The data section start

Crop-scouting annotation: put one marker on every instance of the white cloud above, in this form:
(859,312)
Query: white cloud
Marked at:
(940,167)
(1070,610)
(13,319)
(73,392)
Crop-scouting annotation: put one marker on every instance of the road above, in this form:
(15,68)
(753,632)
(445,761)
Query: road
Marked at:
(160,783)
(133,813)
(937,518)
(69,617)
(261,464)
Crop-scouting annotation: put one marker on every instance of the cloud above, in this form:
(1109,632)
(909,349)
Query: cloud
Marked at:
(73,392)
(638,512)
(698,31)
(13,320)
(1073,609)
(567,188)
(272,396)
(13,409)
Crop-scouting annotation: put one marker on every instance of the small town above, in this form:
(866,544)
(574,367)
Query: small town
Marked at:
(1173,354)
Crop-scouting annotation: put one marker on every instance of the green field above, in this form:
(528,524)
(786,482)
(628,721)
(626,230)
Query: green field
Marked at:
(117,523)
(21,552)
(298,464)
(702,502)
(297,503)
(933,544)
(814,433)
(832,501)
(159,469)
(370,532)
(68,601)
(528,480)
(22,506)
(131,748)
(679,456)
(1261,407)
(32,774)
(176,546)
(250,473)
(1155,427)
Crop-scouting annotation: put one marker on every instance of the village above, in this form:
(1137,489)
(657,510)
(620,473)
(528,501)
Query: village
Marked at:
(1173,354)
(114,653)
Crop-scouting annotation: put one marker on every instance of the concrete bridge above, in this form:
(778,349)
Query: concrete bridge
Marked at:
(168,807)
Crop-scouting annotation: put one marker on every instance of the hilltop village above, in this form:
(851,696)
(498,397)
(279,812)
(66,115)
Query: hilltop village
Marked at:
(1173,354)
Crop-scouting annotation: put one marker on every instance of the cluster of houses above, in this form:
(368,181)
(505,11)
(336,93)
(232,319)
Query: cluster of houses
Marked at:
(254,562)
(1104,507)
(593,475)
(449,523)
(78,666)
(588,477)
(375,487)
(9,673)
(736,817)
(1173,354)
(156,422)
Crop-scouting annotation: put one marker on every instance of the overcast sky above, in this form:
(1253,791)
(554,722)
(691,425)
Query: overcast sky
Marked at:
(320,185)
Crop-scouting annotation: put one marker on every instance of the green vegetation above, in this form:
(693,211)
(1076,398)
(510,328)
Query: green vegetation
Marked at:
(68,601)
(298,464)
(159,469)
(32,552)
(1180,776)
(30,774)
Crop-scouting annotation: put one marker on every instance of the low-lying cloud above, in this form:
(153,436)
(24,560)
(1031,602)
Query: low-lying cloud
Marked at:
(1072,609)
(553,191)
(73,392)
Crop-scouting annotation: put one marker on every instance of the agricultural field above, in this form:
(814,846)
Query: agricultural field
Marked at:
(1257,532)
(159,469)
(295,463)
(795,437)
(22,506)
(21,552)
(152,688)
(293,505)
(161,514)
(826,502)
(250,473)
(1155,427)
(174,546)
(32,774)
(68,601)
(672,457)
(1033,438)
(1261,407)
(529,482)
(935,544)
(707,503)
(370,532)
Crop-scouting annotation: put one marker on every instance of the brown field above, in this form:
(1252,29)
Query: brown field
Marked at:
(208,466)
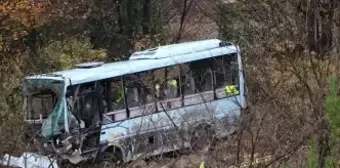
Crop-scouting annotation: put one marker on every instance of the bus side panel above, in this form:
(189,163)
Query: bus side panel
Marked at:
(149,134)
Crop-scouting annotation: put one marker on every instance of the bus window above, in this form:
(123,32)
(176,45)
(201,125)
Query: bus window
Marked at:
(131,90)
(146,95)
(172,89)
(225,71)
(188,85)
(202,75)
(116,96)
(160,84)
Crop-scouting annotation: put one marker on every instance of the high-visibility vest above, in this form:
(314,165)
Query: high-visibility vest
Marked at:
(120,95)
(202,165)
(231,90)
(173,82)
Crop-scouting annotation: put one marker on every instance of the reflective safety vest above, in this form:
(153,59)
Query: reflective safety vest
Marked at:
(173,82)
(120,95)
(202,165)
(231,90)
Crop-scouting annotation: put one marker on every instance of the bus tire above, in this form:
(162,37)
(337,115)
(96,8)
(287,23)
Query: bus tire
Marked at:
(110,157)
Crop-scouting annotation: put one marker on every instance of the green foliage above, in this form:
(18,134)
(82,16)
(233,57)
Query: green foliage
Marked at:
(333,109)
(333,118)
(65,54)
(313,153)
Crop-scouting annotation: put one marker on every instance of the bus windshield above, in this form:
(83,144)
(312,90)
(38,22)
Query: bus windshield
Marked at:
(41,97)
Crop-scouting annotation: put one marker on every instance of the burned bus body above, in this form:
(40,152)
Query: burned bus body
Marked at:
(154,102)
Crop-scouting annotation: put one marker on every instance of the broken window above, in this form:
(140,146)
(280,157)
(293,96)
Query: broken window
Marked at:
(115,95)
(146,94)
(188,85)
(202,75)
(131,90)
(160,83)
(172,88)
(226,73)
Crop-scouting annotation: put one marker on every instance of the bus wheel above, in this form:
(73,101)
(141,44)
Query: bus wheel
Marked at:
(107,160)
(202,137)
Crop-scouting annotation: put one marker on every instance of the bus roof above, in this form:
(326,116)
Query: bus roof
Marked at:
(159,57)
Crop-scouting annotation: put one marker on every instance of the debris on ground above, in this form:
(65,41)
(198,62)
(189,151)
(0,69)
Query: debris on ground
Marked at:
(29,160)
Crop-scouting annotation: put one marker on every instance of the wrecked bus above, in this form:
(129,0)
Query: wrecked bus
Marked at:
(159,100)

The data section end

> Problem details:
Print the material above once more, exactly, minus the pictures.

> Response for this exercise:
Crop-scouting annotation: put one marker on every instance of the white cloud above, in this form:
(859,312)
Query: white cloud
Marked at:
(940,167)
(1070,610)
(13,319)
(73,392)
Crop-scouting annotation: put one marker on every instance of the road above, in this form:
(15,68)
(753,632)
(445,761)
Query: road
Marked at:
(160,783)
(133,813)
(937,518)
(69,617)
(261,464)
Crop-scouting annotation: put one marker on every instance of the cloud above, in this form:
(1109,632)
(909,349)
Query: cloud
Marked at:
(73,392)
(638,512)
(698,31)
(13,320)
(1073,609)
(567,188)
(272,396)
(13,409)
Crop-scouting annotation: put one marker on every instance of the small town above, in this form:
(866,544)
(574,367)
Query: small town
Marked at:
(1173,354)
Crop-scouting annotation: put one marker on every instance of the green field above, in this form:
(528,524)
(786,482)
(628,721)
(626,230)
Query: green field
Marked at:
(117,523)
(21,552)
(298,464)
(702,502)
(297,503)
(933,544)
(814,433)
(832,501)
(159,469)
(370,532)
(68,601)
(528,480)
(22,506)
(131,748)
(679,456)
(1261,407)
(32,774)
(176,546)
(250,473)
(1155,427)
Crop-scouting annotation: put one marker on every instance of the village above, in this form:
(1137,489)
(657,510)
(620,473)
(528,501)
Query: village
Marked at:
(1173,354)
(114,653)
Crop-scouting annotation: put one marker on every instance of the concrete bridge above, in this form:
(778,349)
Query: concrete bridge
Marked at:
(168,807)
Crop-scouting annotation: put one marker on every instance of the hilltop village above, in this form:
(851,696)
(498,397)
(279,812)
(66,115)
Query: hilltop village
Marked at:
(1173,354)
Crop-scouting annotation: put one marker on every instance of the cluster of houses above, in this form:
(368,181)
(505,11)
(336,93)
(232,319)
Query: cluster of houses
Marked at:
(254,562)
(1104,507)
(593,475)
(449,523)
(78,666)
(588,477)
(375,487)
(9,673)
(736,817)
(1173,354)
(156,422)
Crop-scouting annotation: put one marker on every instance of the overcast sky above, in this form:
(1253,791)
(554,722)
(691,425)
Query: overcast sky
Marked at:
(320,185)
Crop-scouting annotation: put one marker on every instance of the green vegetation above, in this form:
(693,211)
(1076,398)
(510,328)
Query: green vegetation
Marked at:
(68,601)
(298,464)
(159,469)
(32,552)
(1180,776)
(30,774)
Crop-scouting annotation: put one marker on every instance of the low-lying cloud above, in this form:
(153,436)
(24,560)
(1031,602)
Query: low-lying cloud
Marked at:
(1072,609)
(553,191)
(73,392)
Crop-scouting annotation: put one marker on every instance of the agricultural field above, in this form:
(814,846)
Query: agricultural field
Marked at:
(1257,532)
(159,469)
(295,463)
(795,437)
(22,506)
(21,552)
(152,688)
(293,505)
(161,514)
(826,502)
(250,473)
(1155,427)
(174,546)
(32,774)
(68,601)
(672,457)
(1033,438)
(1261,407)
(529,482)
(935,544)
(707,503)
(370,532)
Crop-scouting annotation: put one marker on every instance of the brown field above, in this form:
(1252,29)
Query: brown field
Marked at:
(208,466)
Crop-scouting annotation: put one marker on every instance of the bus side panel above, in this form:
(189,163)
Query: bus side panel
Marked at:
(149,134)
Crop-scouting annotation: put one marker on every instance of the bus window above, in this form:
(123,32)
(176,45)
(201,125)
Query: bus window
Marked at:
(131,90)
(146,95)
(172,89)
(225,71)
(188,85)
(202,75)
(116,96)
(160,84)
Crop-scouting annotation: put one marker on every instance of the high-visibility vest above, in this form:
(314,165)
Query: high-visibility vest
Marked at:
(120,95)
(202,165)
(231,90)
(173,82)
Crop-scouting annotation: put one marker on every instance of the reflective safety vest above, in this form:
(153,59)
Query: reflective safety vest
Marked at:
(173,82)
(120,95)
(202,165)
(231,90)
Crop-scouting annotation: put one marker on every instance of the bus tire above, in this form:
(162,37)
(337,115)
(96,8)
(287,23)
Query: bus tire
Marked at:
(110,157)
Crop-scouting annotation: put one marker on every instance of the green foliage above, in this form:
(18,134)
(82,16)
(233,57)
Query: green foliage
Marked at:
(333,109)
(333,118)
(65,54)
(313,153)
Crop-scouting annotation: put one marker on every instance of the bus windshield above, in this form:
(83,144)
(312,90)
(38,22)
Query: bus windshield
Marked at:
(41,97)
Crop-scouting annotation: put one marker on every instance of the burned bus body above, in this form:
(40,152)
Query: burned bus body
Marked at:
(154,102)
Crop-scouting annotation: put one marker on every instance of the broken window above, in this form:
(140,146)
(280,157)
(293,96)
Query: broken window
Marked at:
(115,95)
(146,94)
(188,85)
(202,75)
(131,90)
(160,83)
(172,88)
(226,73)
Crop-scouting annotation: put one marker on every instance of the bus wheel above, in this form:
(73,101)
(141,44)
Query: bus wheel
Marked at:
(107,160)
(202,137)
Crop-scouting annotation: put one marker on every instance of the bus roof above, in this form:
(326,116)
Query: bus roof
Marked at:
(159,57)
Crop-scouting annotation: put one marker on every instance of the debris on ground above, in this form:
(65,41)
(198,62)
(189,151)
(0,69)
Query: debris on ground
Marked at:
(29,160)
Crop-scouting annotation: put one marker on every instance of the wrecked bus above, in this form:
(129,0)
Query: wrecked bus
Marked at:
(159,100)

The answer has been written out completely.